An earlier decision of the Court had indicated that to pass the legal title to land by the exercise of ‘squatters’ rights’ would breach the human rights of the original owner as the title would pass without any compensation being paid. This decision was, unsurprisingly, contested in a case in which the land concerned, which had planning permission, was estimated to be worth £10m.

The judgment will serve as a wake-up call to property owners who allow others to occupy land they own as if it were the squatters’ own land.

The system now in place, which involves giving notices to owners of land when an application to transfer the title is made, should reduce the frequency with which ownership by adverse possession is claimed. However, there is still much unregistered land in the UK and it is often difficult to ascertain the ownership of that land in order to give the required notices. Furthermore, an owner who is unable to deal with notices served, by way of infirmity or because they are absent from their home, could face particular problems if steps are not taken to oppose the registration of title.

If you have property occupied by someone else which is not the subject of a lease or licence arrangement involving a payment, take advice to make sure you are not inadvertently exposing yourself to avoidable risk.



Tax

VAT Partial Exemption Changes
HM Revenue and Customs (HMRC) have announced changes to the treatment of input VAT that will affect businesses which make exempt as well as taxable supplies.

Under the previous system, a business which purchased an asset used for both exempt and non-exempt supplies could reclaim all of the input VAT when it was purchased (called ‘Lennartz’ VAT accounting, following the leading case on the matter) and then pay output tax relating to the use of the asset during its period of use. The alternative, of claiming the same proportion of the input VAT that applied to the taxable use of the asset, was also allowable.

Modifications were made on 1 November 2007 relating to the period over which output VAT needs to be accounted for when using the Lennartz system.

Guidance to the revised rules can be found on HMRC’s website at
http://www.hmrc.gov.uk/si/2007-3099-em.pdf.

It has been announced recently that the European Union is to review the whole area of partial exemption for VAT and, in particular, is likely to abolish the availability of Lennartz VAT accounting on the purchase of freehold property.

In a further move designed to increase VAT receipts, HMRC have announced that ‘independent living units’ for the elderly that are built in the curtilege or grounds of a care home do not meet the requirements for zero-rating and their construction will therefore be subject to VAT at the standard rate.

The New CGT Regime – Who Wins and Who Loses?
The changes announced in the Capital Gains Tax (CGT) regime in the Chancellor of the Exchequer’s pre-budget report are more far-reaching than has generally been understood. In this article, we look at the impact of the changes and work out who are the winners and losers.

Losers
Business asset owners
Where a person disposes of a business asset held for more than two years, the effective rate of CGT for a higher-rate taxpayer will increase from 10 per cent to 18 per cent due to the abolition of CGT ‘taper relief’ from 6 April 2008.

According to the Tax Faculty of the Institute of Chartered Accountants in England and Wales, the abolition of indexation relief will significantly increase the CGT charge for those who hold assets acquired before 6 April 1998.

Particularly badly hit by the changes will be those who hold business assets for the longer term, for example farming businesses and furnished holiday lettings businesses.

[Records from a dataset]
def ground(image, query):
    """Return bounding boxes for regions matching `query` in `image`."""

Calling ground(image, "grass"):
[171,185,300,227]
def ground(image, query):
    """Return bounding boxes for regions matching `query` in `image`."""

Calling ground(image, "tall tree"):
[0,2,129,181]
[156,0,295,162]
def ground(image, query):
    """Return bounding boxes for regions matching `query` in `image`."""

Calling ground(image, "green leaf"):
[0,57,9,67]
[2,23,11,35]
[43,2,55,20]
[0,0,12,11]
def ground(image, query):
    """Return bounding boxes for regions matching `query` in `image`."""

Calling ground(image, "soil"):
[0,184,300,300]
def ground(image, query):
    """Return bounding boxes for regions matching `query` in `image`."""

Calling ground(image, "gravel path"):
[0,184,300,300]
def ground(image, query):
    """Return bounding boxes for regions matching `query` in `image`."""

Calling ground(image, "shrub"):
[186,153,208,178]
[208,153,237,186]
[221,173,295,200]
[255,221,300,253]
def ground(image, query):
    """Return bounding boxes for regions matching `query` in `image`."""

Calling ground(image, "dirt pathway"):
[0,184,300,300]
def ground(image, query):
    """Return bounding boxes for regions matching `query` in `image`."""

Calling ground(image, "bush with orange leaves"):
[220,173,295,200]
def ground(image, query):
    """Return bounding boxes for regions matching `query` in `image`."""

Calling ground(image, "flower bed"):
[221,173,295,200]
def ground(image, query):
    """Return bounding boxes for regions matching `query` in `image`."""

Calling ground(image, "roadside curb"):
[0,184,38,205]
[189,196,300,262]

Required task A:
In the tax newsletter extract, substitute "EU" for "European Union" and write out the passage that starts at "It has been" and stops after "winners and losers.".
Required task B:
Rewrite the records as a JSON list of strings, one string per line and blank lines left out. Begin at the first line of the records and stop after the line that contains "[220,173,295,200]".

Task result A:
It has been announced recently that the EU is to review the whole area of partial exemption for VAT and, in particular, is likely to abolish the availability of Lennartz VAT accounting on the purchase of freehold property.

In a further move designed to increase VAT receipts, HMRC have announced that ‘independent living units’ for the elderly that are built in the curtilege or grounds of a care home do not meet the requirements for zero-rating and their construction will therefore be subject to VAT at the standard rate.

The New CGT Regime – Who Wins and Who Loses?
The changes announced in the Capital Gains Tax (CGT) regime in the Chancellor of the Exchequer’s pre-budget report are more far-reaching than has generally been understood. In this article, we look at the impact of the changes and work out who are the winners and losers.

Task result B:
[
  "def ground(image, query):",
  "    \"\"\"Return bounding boxes for regions matching `query` in `image`.\"\"\"",
  "Calling ground(image, \"grass\"):",
  "[171,185,300,227]",
  "def ground(image, query):",
  "    \"\"\"Return bounding boxes for regions matching `query` in `image`.\"\"\"",
  "Calling ground(image, \"tall tree\"):",
  "[0,2,129,181]",
  "[156,0,295,162]",
  "def ground(image, query):",
  "    \"\"\"Return bounding boxes for regions matching `query` in `image`.\"\"\"",
  "Calling ground(image, \"green leaf\"):",
  "[0,57,9,67]",
  "[2,23,11,35]",
  "[43,2,55,20]",
  "[0,0,12,11]",
  "def ground(image, query):",
  "    \"\"\"Return bounding boxes for regions matching `query` in `image`.\"\"\"",
  "Calling ground(image, \"soil\"):",
  "[0,184,300,300]",
  "def ground(image, query):",
  "    \"\"\"Return bounding boxes for regions matching `query` in `image`.\"\"\"",
  "Calling ground(image, \"gravel path\"):",
  "[0,184,300,300]",
  "def ground(image, query):",
  "    \"\"\"Return bounding boxes for regions matching `query` in `image`.\"\"\"",
  "Calling ground(image, \"shrub\"):",
  "[186,153,208,178]",
  "[208,153,237,186]",
  "[221,173,295,200]",
  "[255,221,300,253]",
  "def ground(image, query):",
  "    \"\"\"Return bounding boxes for regions matching `query` in `image`.\"\"\"",
  "Calling ground(image, \"dirt pathway\"):",
  "[0,184,300,300]",
  "def ground(image, query):",
  "    \"\"\"Return bounding boxes for regions matching `query` in `image`.\"\"\"",
  "Calling ground(image, \"bush with orange leaves\"):",
  "[220,173,295,200]"
]